Supplied passage:
┄┄┄┄┄┄┄┄┄┄

Avendano v. Balza
Avendano v. Balza
Opinion
United States Court of Appeals For the First Circuit
No. 20-1251
VERONICA LUZ MALAVER AVENDANO,
Plaintiff, Appellant,
v.
LEONARDO ALFONZO BLANCO BALZA,
Defendant, Appellee.
APPEAL FROM THE UNITED STATES DISTRICT COURT FOR THE DISTRICT OF MASSACHUSETTS
[Hon. Allison D. Burroughs, U.S. District Judge]
Before
Howard, Chief Judge, Barron, Circuit Judge, and Katzmann, Judge.
Matthew P. Barach, with whom Barach Law Group LLC was on brief, for appellant. Shamis N. Beckley, with whom Dana M. McSherry, Annabel Rodriguez, and McDermott Will & Emery LLP were on brief, for appellees.
January 11, 2021
Of the United States Court of International Trade, sitting by designation. KATZMANN, Judge. This wrenching case involves the
application of the Hague Convention on the Civil Aspects of
International Child Abduction (Hague Convention) and its
implementing statute to a father's wrongful retention of a child,
herein "G*" to protect his privacy. See Oct. 25, 1980, T.I.A.S.

┄┄┄┄┄┄┄┄┄┄

Material shown:
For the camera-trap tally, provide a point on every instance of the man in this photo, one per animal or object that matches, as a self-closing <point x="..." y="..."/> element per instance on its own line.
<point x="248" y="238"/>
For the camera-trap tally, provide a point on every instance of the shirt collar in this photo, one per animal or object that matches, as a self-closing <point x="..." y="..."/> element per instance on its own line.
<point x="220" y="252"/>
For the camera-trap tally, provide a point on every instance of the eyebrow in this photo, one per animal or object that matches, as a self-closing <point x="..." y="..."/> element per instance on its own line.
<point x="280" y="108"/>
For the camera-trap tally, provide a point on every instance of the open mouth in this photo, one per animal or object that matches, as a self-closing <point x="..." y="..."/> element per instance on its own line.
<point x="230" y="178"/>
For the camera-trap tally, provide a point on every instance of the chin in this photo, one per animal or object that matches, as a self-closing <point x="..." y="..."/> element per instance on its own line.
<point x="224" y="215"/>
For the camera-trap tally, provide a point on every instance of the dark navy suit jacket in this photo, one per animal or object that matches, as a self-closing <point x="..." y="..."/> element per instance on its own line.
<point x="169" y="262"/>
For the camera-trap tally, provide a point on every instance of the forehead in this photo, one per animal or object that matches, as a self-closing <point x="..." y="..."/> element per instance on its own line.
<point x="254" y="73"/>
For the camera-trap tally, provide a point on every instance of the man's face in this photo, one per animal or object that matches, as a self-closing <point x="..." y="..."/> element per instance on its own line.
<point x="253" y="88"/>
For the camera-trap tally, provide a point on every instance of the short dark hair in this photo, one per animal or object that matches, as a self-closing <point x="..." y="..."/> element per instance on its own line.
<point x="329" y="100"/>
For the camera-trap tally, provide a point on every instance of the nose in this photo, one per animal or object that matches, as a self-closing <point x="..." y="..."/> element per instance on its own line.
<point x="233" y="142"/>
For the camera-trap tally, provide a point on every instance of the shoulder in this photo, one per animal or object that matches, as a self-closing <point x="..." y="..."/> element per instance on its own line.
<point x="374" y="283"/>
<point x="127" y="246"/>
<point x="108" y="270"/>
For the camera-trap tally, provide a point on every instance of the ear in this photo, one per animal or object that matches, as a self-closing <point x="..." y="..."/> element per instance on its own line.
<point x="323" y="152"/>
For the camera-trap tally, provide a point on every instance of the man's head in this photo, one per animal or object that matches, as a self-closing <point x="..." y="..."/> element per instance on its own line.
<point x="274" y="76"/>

┄┄┄┄┄┄┄┄┄┄

The exercise: Please print the court opinion's text from "January 11, 2021" to "25, 1980, T.I.A.S." without any changes.

Task response:
January 11, 2021
Of the United States Court of International Trade, sitting by designation. KATZMANN, Judge. This wrenching case involves the
application of the Hague Convention on the Civil Aspects of
International Child Abduction (Hague Convention) and its
implementing statute to a father's wrongful retention of a child,
herein "G*" to protect his privacy. See Oct. 25, 1980, T.I.A.S.